Extracted entries:
## BEGIN

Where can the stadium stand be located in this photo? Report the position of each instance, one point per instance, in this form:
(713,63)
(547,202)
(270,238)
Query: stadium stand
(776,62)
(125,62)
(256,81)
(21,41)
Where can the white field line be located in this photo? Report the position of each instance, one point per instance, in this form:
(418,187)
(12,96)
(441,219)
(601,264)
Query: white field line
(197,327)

## END

Problem description: Type out the material again exactly as presented.

Worked solution:
Where can the stadium stand be located in this photo? Report the position of each instance, one point per instance, in this form:
(713,63)
(547,202)
(270,238)
Query: stadium stand
(776,62)
(125,62)
(256,81)
(21,41)
Where can the white field line be located in this photo? Report the position of each instance, one point per instance, in this form:
(418,187)
(12,96)
(441,219)
(601,264)
Query: white field line
(197,327)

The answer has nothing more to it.